Reproduce the passage on the CONV layer word for word, from its first sentence to its last.

### Extracted text
+ + + + + + +

The Conv layer is the core building block of a Convolutional Network that does most of the computational heavy lifting.
Overview and intuition without brain stuff.
Let’s first discuss what the CONV layer computes without brain/neuron analogies. The CONV layer’s parameters consist of a set of learnable filters. Every filter is small spatially (along width and height), but extends through the full depth of the input volume. For example, a typical filter on the first layer of a ConvNet might have a size of 5x5x3 (i.e. 5 pixels width and height, and 3 because images have depth 3, the color channels). During the forward pass, we slide (more precisely, convolve) each filter across the width and height of the input volume and compute dot products between the entries of the filter and the input at any position. As we slide the filter over the width and height of the input volume we will produce a 2-dimensional activation map that gives the responses of that filter at every spatial position. Intuitively, the network will learn filters that activate when they see some type of visual features such as an edge of some orientation or a blotch of some color on the first layer, or eventually entire honeycomb or wheel-like patterns on higher layers of the network. Now, we will have an entire set of filters in each CONV layer (e.g. 12 filters), and each of them will produce a separate 2-dimensional activation map. We will stack these activation maps along the depth dimension and produce the output volume.
The brain view. If you’re a fan of the brain/neuron analogies, every entry in the 3D output volume can also be interpreted as an output of a neuron that looks at only a small region in the input and shares parameters with all neurons to the left and right spatially (since these numbers all result from applying the same filter).

+ + + + + + +

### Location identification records
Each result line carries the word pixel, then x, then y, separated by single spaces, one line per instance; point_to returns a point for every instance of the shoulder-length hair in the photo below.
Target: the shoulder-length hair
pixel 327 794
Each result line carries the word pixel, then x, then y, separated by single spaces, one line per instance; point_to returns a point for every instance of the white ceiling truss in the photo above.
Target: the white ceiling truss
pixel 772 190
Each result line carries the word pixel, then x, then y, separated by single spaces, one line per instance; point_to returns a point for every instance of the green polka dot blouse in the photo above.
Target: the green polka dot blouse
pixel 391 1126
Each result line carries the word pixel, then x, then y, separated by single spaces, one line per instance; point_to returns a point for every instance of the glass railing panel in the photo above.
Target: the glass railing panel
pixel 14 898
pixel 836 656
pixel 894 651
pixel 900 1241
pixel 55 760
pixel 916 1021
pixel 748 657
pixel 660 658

+ + + + + + +

### Task output
The Conv layer is the core building block of a Convolutional Network that does most of the computational heavy lifting.
Overview and intuition without brain stuff.
Let’s first discuss what the CONV layer computes without brain/neuron analogies. The CONV layer’s parameters consist of a set of learnable filters. Every filter is small spatially (along width and height), but extends through the full depth of the input volume. For example, a typical filter on the first layer of a ConvNet might have a size of 5x5x3 (i.e. 5 pixels width and height, and 3 because images have depth 3, the color channels). During the forward pass, we slide (more precisely, convolve) each filter across the width and height of the input volume and compute dot products between the entries of the filter and the input at any position. As we slide the filter over the width and height of the input volume we will produce a 2-dimensional activation map that gives the responses of that filter at every spatial position. Intuitively, the network will learn filters that activate when they see some type of visual features such as an edge of some orientation or a blotch of some color on the first layer, or eventually entire honeycomb or wheel-like patterns on higher layers of the network. Now, we will have an entire set of filters in each CONV layer (e.g. 12 filters), and each of them will produce a separate 2-dimensional activation map. We will stack these activation maps along the depth dimension and produce the output volume.
The brain view. If you’re a fan of the brain/neuron analogies, every entry in the 3D output volume can also be interpreted as an output of a neuron that looks at only a small region in the input and shares parameters with all neurons to the left and right spatially (since these numbers all result from applying the same filter).